Objective:
Please report each line in the items below that contains the word "return", and copy every such line in full.

Input records:
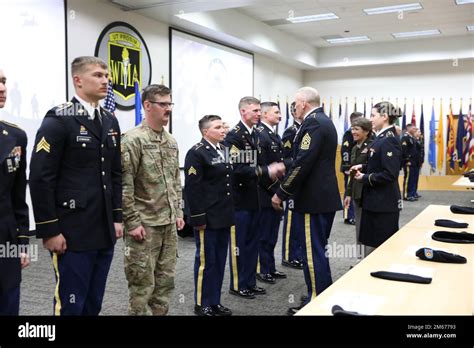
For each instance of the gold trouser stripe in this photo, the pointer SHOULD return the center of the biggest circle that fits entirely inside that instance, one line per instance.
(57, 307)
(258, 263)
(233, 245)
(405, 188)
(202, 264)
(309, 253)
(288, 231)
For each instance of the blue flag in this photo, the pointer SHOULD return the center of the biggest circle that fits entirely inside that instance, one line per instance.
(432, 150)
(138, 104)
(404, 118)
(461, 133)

...

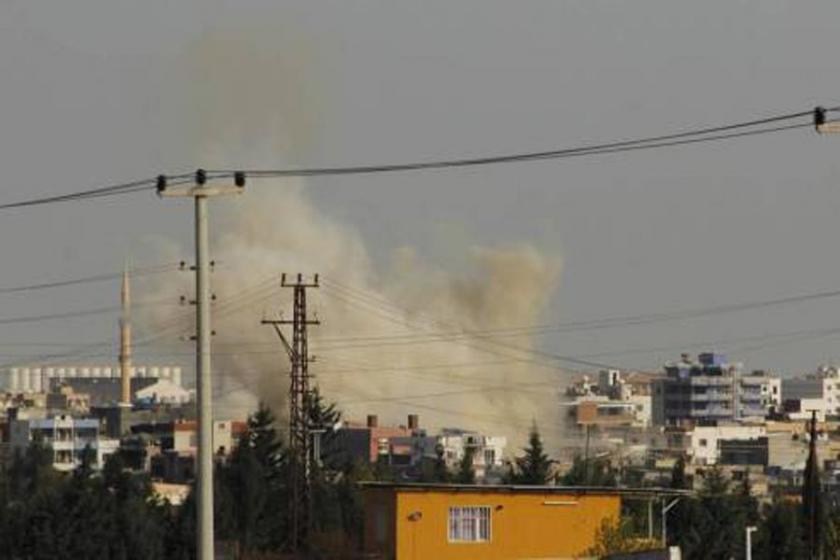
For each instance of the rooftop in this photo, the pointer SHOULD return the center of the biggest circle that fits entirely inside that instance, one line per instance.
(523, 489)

Answer:
For each instance of the gold trouser stripe in this photo, the pointer SHOULD return the center of the biggest circle that fits entirely inside that instance, one line per instance.
For each instance of the blue flag in this photo, the pointer SHOULD return the center of the biggest circle that fits entirely inside that instance, one line per instance.
For each instance of the rooftop in this photo, the pointer SHOULD return the center of the biggest circle that fits entirely inside that instance, one line per instance.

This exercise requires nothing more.